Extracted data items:
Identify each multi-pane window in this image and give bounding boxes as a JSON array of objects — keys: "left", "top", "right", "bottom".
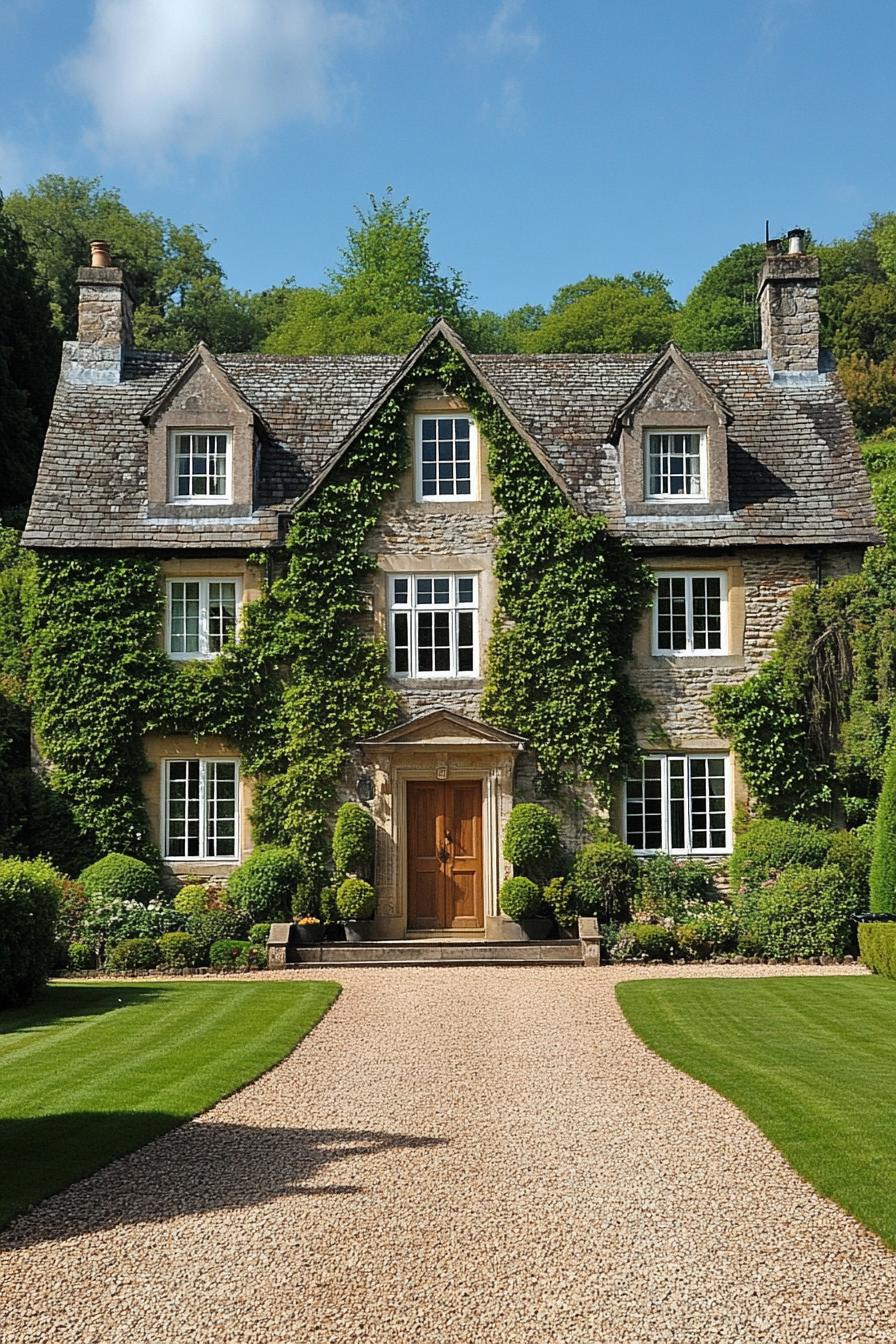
[
  {"left": 171, "top": 430, "right": 230, "bottom": 504},
  {"left": 168, "top": 579, "right": 239, "bottom": 659},
  {"left": 653, "top": 573, "right": 728, "bottom": 655},
  {"left": 164, "top": 759, "right": 239, "bottom": 859},
  {"left": 625, "top": 755, "right": 729, "bottom": 853},
  {"left": 390, "top": 574, "right": 478, "bottom": 676},
  {"left": 416, "top": 415, "right": 477, "bottom": 500},
  {"left": 646, "top": 430, "right": 707, "bottom": 499}
]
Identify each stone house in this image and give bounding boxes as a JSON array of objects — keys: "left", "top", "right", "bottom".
[{"left": 24, "top": 233, "right": 877, "bottom": 937}]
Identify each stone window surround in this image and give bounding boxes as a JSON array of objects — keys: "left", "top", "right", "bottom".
[
  {"left": 622, "top": 406, "right": 729, "bottom": 516},
  {"left": 164, "top": 577, "right": 243, "bottom": 663},
  {"left": 159, "top": 555, "right": 262, "bottom": 661},
  {"left": 159, "top": 753, "right": 243, "bottom": 867},
  {"left": 386, "top": 569, "right": 481, "bottom": 681},
  {"left": 631, "top": 556, "right": 746, "bottom": 672},
  {"left": 372, "top": 551, "right": 497, "bottom": 691},
  {"left": 650, "top": 567, "right": 731, "bottom": 661},
  {"left": 142, "top": 732, "right": 254, "bottom": 882},
  {"left": 168, "top": 425, "right": 234, "bottom": 508},
  {"left": 412, "top": 401, "right": 482, "bottom": 507},
  {"left": 146, "top": 405, "right": 255, "bottom": 517},
  {"left": 617, "top": 745, "right": 739, "bottom": 859}
]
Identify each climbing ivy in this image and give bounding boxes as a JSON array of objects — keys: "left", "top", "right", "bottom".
[{"left": 30, "top": 341, "right": 650, "bottom": 867}]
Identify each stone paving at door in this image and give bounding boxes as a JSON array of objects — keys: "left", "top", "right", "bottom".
[{"left": 0, "top": 966, "right": 896, "bottom": 1344}]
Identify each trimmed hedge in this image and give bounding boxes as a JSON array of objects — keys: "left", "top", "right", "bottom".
[
  {"left": 858, "top": 923, "right": 896, "bottom": 980},
  {"left": 870, "top": 749, "right": 896, "bottom": 915},
  {"left": 159, "top": 933, "right": 204, "bottom": 970},
  {"left": 78, "top": 852, "right": 161, "bottom": 906},
  {"left": 572, "top": 835, "right": 638, "bottom": 923},
  {"left": 336, "top": 878, "right": 376, "bottom": 919},
  {"left": 106, "top": 938, "right": 159, "bottom": 970},
  {"left": 227, "top": 845, "right": 305, "bottom": 923},
  {"left": 504, "top": 802, "right": 560, "bottom": 884},
  {"left": 333, "top": 802, "right": 376, "bottom": 881},
  {"left": 498, "top": 878, "right": 544, "bottom": 921},
  {"left": 0, "top": 859, "right": 62, "bottom": 1008}
]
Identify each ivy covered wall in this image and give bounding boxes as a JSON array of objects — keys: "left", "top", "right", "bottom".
[{"left": 20, "top": 340, "right": 650, "bottom": 870}]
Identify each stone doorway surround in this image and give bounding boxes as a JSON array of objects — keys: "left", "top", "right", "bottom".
[{"left": 360, "top": 706, "right": 525, "bottom": 938}]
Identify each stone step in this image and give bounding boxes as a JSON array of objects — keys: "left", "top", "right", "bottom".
[{"left": 286, "top": 939, "right": 582, "bottom": 969}]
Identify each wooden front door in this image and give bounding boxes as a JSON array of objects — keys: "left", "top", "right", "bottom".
[{"left": 407, "top": 780, "right": 482, "bottom": 929}]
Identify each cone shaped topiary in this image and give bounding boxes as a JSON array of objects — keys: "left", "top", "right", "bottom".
[{"left": 870, "top": 749, "right": 896, "bottom": 914}]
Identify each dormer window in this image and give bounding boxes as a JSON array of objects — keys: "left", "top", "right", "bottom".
[
  {"left": 169, "top": 429, "right": 232, "bottom": 504},
  {"left": 416, "top": 415, "right": 480, "bottom": 501},
  {"left": 645, "top": 429, "right": 708, "bottom": 500}
]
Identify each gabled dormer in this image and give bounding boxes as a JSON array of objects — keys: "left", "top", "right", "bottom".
[
  {"left": 610, "top": 344, "right": 732, "bottom": 515},
  {"left": 142, "top": 341, "right": 258, "bottom": 517}
]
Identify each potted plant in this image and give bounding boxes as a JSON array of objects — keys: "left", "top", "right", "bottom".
[
  {"left": 293, "top": 915, "right": 324, "bottom": 948},
  {"left": 498, "top": 878, "right": 553, "bottom": 942},
  {"left": 336, "top": 878, "right": 376, "bottom": 942}
]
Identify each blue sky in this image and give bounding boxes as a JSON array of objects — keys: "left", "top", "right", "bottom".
[{"left": 0, "top": 0, "right": 896, "bottom": 310}]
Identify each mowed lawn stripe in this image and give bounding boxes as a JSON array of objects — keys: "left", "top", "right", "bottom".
[
  {"left": 617, "top": 976, "right": 896, "bottom": 1247},
  {"left": 0, "top": 980, "right": 340, "bottom": 1226}
]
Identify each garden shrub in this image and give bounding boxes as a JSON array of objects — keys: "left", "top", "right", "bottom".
[
  {"left": 858, "top": 923, "right": 896, "bottom": 980},
  {"left": 227, "top": 845, "right": 305, "bottom": 923},
  {"left": 870, "top": 746, "right": 896, "bottom": 914},
  {"left": 78, "top": 853, "right": 161, "bottom": 906},
  {"left": 498, "top": 878, "right": 543, "bottom": 919},
  {"left": 187, "top": 907, "right": 249, "bottom": 961},
  {"left": 336, "top": 878, "right": 376, "bottom": 919},
  {"left": 674, "top": 900, "right": 737, "bottom": 961},
  {"left": 173, "top": 882, "right": 208, "bottom": 915},
  {"left": 159, "top": 933, "right": 206, "bottom": 970},
  {"left": 69, "top": 942, "right": 97, "bottom": 970},
  {"left": 504, "top": 802, "right": 560, "bottom": 884},
  {"left": 318, "top": 887, "right": 339, "bottom": 923},
  {"left": 728, "top": 817, "right": 830, "bottom": 896},
  {"left": 106, "top": 938, "right": 159, "bottom": 970},
  {"left": 541, "top": 878, "right": 579, "bottom": 929},
  {"left": 750, "top": 867, "right": 857, "bottom": 961},
  {"left": 613, "top": 923, "right": 677, "bottom": 961},
  {"left": 572, "top": 835, "right": 638, "bottom": 923},
  {"left": 208, "top": 938, "right": 267, "bottom": 970},
  {"left": 634, "top": 853, "right": 719, "bottom": 921},
  {"left": 0, "top": 859, "right": 62, "bottom": 1008},
  {"left": 81, "top": 896, "right": 184, "bottom": 962},
  {"left": 333, "top": 802, "right": 376, "bottom": 881},
  {"left": 56, "top": 878, "right": 87, "bottom": 942},
  {"left": 826, "top": 827, "right": 875, "bottom": 910}
]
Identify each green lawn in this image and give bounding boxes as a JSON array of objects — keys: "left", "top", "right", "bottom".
[
  {"left": 617, "top": 976, "right": 896, "bottom": 1247},
  {"left": 0, "top": 980, "right": 340, "bottom": 1227}
]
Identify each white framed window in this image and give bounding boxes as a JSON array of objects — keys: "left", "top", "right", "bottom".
[
  {"left": 163, "top": 757, "right": 239, "bottom": 860},
  {"left": 653, "top": 570, "right": 728, "bottom": 657},
  {"left": 415, "top": 415, "right": 480, "bottom": 501},
  {"left": 625, "top": 753, "right": 731, "bottom": 853},
  {"left": 390, "top": 574, "right": 480, "bottom": 676},
  {"left": 645, "top": 429, "right": 708, "bottom": 500},
  {"left": 165, "top": 578, "right": 240, "bottom": 659},
  {"left": 168, "top": 429, "right": 232, "bottom": 504}
]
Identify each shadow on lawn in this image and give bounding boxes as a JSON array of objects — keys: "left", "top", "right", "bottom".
[
  {"left": 0, "top": 1111, "right": 446, "bottom": 1250},
  {"left": 0, "top": 981, "right": 164, "bottom": 1036}
]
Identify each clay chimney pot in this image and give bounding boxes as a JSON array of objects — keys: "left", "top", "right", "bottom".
[{"left": 90, "top": 242, "right": 111, "bottom": 267}]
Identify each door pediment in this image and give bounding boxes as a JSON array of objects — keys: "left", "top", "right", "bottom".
[{"left": 363, "top": 706, "right": 525, "bottom": 751}]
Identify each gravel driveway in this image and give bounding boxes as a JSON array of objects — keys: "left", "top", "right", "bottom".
[{"left": 0, "top": 966, "right": 896, "bottom": 1344}]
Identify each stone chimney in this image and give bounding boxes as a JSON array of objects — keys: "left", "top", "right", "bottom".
[
  {"left": 69, "top": 242, "right": 134, "bottom": 383},
  {"left": 758, "top": 228, "right": 819, "bottom": 376}
]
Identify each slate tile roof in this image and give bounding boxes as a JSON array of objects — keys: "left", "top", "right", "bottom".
[{"left": 24, "top": 343, "right": 879, "bottom": 551}]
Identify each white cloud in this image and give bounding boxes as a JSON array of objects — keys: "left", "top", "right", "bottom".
[
  {"left": 474, "top": 0, "right": 541, "bottom": 56},
  {"left": 66, "top": 0, "right": 382, "bottom": 160}
]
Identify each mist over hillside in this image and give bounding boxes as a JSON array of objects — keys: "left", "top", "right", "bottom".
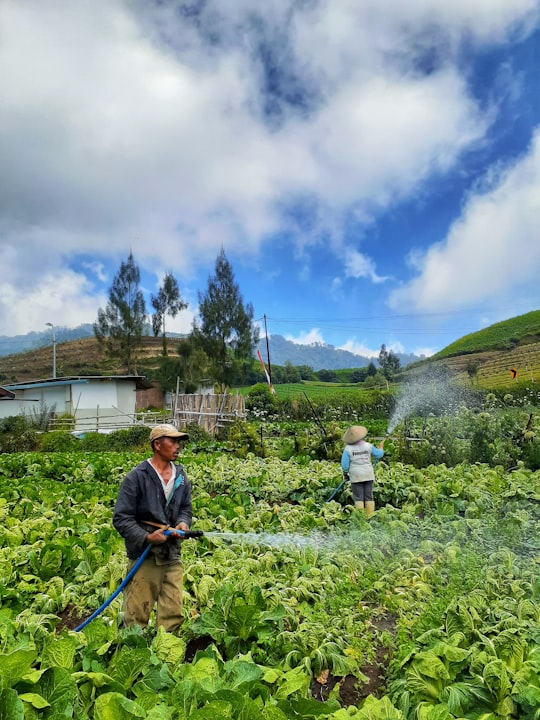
[
  {"left": 0, "top": 323, "right": 423, "bottom": 370},
  {"left": 260, "top": 335, "right": 424, "bottom": 370}
]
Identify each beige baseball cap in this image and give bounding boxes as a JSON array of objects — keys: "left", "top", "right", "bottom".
[{"left": 150, "top": 423, "right": 189, "bottom": 442}]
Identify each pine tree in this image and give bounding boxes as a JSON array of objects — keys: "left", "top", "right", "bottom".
[
  {"left": 192, "top": 249, "right": 259, "bottom": 386},
  {"left": 151, "top": 272, "right": 188, "bottom": 356},
  {"left": 94, "top": 252, "right": 146, "bottom": 373}
]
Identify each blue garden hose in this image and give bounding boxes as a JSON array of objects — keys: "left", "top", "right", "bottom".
[{"left": 74, "top": 529, "right": 203, "bottom": 632}]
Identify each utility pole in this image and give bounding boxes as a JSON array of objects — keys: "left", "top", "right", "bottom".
[
  {"left": 45, "top": 323, "right": 56, "bottom": 379},
  {"left": 263, "top": 315, "right": 272, "bottom": 387}
]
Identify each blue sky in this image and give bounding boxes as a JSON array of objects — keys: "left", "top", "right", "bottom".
[{"left": 0, "top": 0, "right": 540, "bottom": 355}]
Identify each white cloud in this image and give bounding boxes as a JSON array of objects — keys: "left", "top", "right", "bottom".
[
  {"left": 338, "top": 340, "right": 380, "bottom": 358},
  {"left": 412, "top": 347, "right": 437, "bottom": 357},
  {"left": 0, "top": 0, "right": 536, "bottom": 332},
  {"left": 285, "top": 328, "right": 324, "bottom": 345},
  {"left": 389, "top": 130, "right": 540, "bottom": 312},
  {"left": 345, "top": 248, "right": 387, "bottom": 283},
  {"left": 0, "top": 270, "right": 106, "bottom": 335}
]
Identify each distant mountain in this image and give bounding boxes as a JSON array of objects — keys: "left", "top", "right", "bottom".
[
  {"left": 260, "top": 335, "right": 424, "bottom": 370},
  {"left": 0, "top": 323, "right": 423, "bottom": 370},
  {"left": 0, "top": 323, "right": 94, "bottom": 356}
]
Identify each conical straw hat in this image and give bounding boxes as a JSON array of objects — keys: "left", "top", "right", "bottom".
[{"left": 343, "top": 425, "right": 367, "bottom": 445}]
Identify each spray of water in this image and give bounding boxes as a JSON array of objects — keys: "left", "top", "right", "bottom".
[
  {"left": 387, "top": 368, "right": 472, "bottom": 435},
  {"left": 204, "top": 516, "right": 540, "bottom": 558}
]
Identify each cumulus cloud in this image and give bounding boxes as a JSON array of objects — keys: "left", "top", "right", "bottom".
[
  {"left": 0, "top": 0, "right": 537, "bottom": 332},
  {"left": 338, "top": 340, "right": 380, "bottom": 358},
  {"left": 345, "top": 248, "right": 386, "bottom": 283},
  {"left": 389, "top": 130, "right": 540, "bottom": 312},
  {"left": 285, "top": 328, "right": 324, "bottom": 345}
]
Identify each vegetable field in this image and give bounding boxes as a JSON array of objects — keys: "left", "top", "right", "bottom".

# [What the task requires]
Format the lines from the one containing "Identify each spray" through the end of the items, inclusive, as a JSON list of strings with one string per line and blank lines left out.

# [The result]
[
  "Identify each spray of water in this image and give bounding boxes as a JSON array of objects — keys: \"left\", \"top\", \"right\", \"bottom\".",
  "[",
  "  {\"left\": 387, \"top\": 368, \"right\": 472, \"bottom\": 435},",
  "  {\"left\": 204, \"top\": 516, \"right\": 540, \"bottom\": 558}",
  "]",
  "Identify each cumulus cloud in this image and give bounding boxes as a JSON array of objects — keys: \"left\", \"top\", \"right\", \"bottom\".",
  "[",
  "  {\"left\": 0, \"top\": 0, \"right\": 537, \"bottom\": 332},",
  "  {\"left\": 338, \"top\": 340, \"right\": 380, \"bottom\": 358},",
  "  {\"left\": 345, \"top\": 248, \"right\": 386, \"bottom\": 283},",
  "  {\"left\": 389, \"top\": 130, \"right\": 540, \"bottom\": 312},",
  "  {\"left\": 285, \"top\": 328, \"right\": 324, \"bottom\": 345}",
  "]",
  "Identify each vegetable field in this image and give bounding boxes as a JSON array of objects — keys: \"left\", \"top\", \"right\", \"bottom\"."
]